> **Problem set**
1. In the equity commitment announcement, what will the proceeds from the sale of the Series B Preferred Stock be used for?
2. Summarize the equity commitment announcement in two sentences.
3. From the equity commitment announcement, return everything from "The Company will" down to "11:00 a.m. EDT.", copied word for word.

> **Reading text**
★ ★ ★

Infrastructure and Energy Alternatives, Inc. Announces $50 Million Equity Commitment
May 14 2019 - 8:00AM
Infrastructure and Energy Alternatives, Inc. (NASDAQ: IEA) (“IEA”
or the “Company”), a leading infrastructure construction company
with specialized energy and heavy civil expertise, today announced
that it has entered into a $50 million equity commitment agreement
with a fund managed by the Private Equity Group of Ares Management
Corporation (NYSE: ARES), a leading global alternative asset
manager, and funds managed by Oaktree Capital Management, L.P.
("Oaktree"). Under the terms of the commitment, the funds have
agreed to purchase $50 million of newly created Series B Preferred
Stock from the Company, subject to certain terms and conditions,
including making certain amendments to the Company’s credit
agreement and approval of the issuances by NASDAQ. Ares and Oaktree
will receive warrants with an exercise price of $.01 per share for
the purchase of up to 10% of the Company’s common stock on a fully
diluted basis with the opportunity to obtain warrants for up to an
additional 6% of the Company’s outstanding fully diluted common
stock based on the Company’s failure to meet certain performance
targets. The proceeds from the sale of the Series B Preferred
Stock will be used for working capital and to reduce outstanding
borrowings under the Company’s revolving credit facility. The
transaction is expected to close on or before May 20, 2019, subject
to satisfaction of applicable closing conditions. Following
the closing of the transaction, Ares will be entitled to appoint
one director to the Company’s Board of Directors. A special
committee of the Company’s Board of Directors consisting solely of
independent disinterested directors reviewed and approved the terms
of the preferred stock issuance.
JP Roehm, Chief Executive Officer of IEA
commented, “We are honored to have Ares as an investor in our
company. Their commitment, as well as Oaktree’s continued
support, underscore the strength of our larger, more diversified
platform. This capital will further strengthen our balance
sheet and provide us the financial flexibility we need to execute
our 2019 business plan and drive value creation for our
shareholders.”
“IEA is a market leader across multiple
specialty end markets and we are pleased to support management’s
business objectives and help recapitalize the company for continued
growth,” said Scott Graves, Partner and Co-Head of North American
Private Equity at Ares Management.
Guggenheim Securities, LLC acted as the
Company’s sole placement agent and Jefferies acted as a
financial advisor in connection with the transaction.
The Company will provide additional details on
the transaction on its previously announced earnings call scheduled
for Thursday, May 16, 2019 at 11:00 a.m. EDT.

★ ★ ★

> **Listed entries**
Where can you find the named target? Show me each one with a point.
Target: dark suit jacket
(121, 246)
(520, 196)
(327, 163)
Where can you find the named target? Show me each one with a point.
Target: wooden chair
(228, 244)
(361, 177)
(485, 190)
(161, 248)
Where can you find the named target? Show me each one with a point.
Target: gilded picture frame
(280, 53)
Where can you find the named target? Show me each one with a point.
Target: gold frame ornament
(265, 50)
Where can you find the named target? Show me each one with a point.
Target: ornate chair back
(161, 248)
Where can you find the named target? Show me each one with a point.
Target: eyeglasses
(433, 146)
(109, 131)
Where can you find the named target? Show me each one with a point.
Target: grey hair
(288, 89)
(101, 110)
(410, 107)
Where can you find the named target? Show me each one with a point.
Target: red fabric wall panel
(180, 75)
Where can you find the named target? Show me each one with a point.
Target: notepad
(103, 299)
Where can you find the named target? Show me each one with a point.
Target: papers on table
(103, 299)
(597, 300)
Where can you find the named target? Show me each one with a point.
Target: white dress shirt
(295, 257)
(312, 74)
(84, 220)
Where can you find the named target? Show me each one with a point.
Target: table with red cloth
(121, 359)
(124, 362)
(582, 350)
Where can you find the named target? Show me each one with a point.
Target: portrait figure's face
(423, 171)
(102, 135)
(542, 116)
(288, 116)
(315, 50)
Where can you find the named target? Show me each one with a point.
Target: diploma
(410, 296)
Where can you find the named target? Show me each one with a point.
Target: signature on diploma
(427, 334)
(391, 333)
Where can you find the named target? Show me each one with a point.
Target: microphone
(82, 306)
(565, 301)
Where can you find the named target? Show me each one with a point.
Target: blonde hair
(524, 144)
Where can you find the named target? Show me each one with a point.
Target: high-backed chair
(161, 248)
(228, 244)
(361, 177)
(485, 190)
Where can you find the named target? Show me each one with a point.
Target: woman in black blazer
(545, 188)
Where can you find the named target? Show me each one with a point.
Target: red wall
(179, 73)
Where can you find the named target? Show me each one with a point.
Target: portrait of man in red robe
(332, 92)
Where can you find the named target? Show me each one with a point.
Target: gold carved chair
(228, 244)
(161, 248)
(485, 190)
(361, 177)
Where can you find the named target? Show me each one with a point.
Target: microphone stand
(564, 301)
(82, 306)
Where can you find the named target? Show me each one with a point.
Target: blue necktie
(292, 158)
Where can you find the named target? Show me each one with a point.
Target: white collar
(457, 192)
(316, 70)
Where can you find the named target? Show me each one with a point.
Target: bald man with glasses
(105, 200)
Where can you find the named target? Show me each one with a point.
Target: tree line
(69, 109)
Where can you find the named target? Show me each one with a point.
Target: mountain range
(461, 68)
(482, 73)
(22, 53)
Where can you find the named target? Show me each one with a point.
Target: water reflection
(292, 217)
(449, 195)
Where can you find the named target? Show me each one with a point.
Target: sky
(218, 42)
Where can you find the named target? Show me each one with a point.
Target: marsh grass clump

★ ★ ★

> **Results of the exercise**
1. The proceeds will be used for working capital and to reduce outstanding borrowings under the Company's revolving credit facility.

2. Infrastructure and Energy Alternatives, Inc. entered into a $50 million equity commitment agreement with funds managed by Ares and Oaktree, which agreed to buy newly created Series B Preferred Stock and will receive warrants for company common stock. The proceeds will go to working capital and to reducing borrowings under the revolving credit facility, and the transaction is expected to close on or before May 20, 2019.

3.
The Company will provide additional details on
the transaction on its previously announced earnings call scheduled
for Thursday, May 16, 2019 at 11:00 a.m. EDT.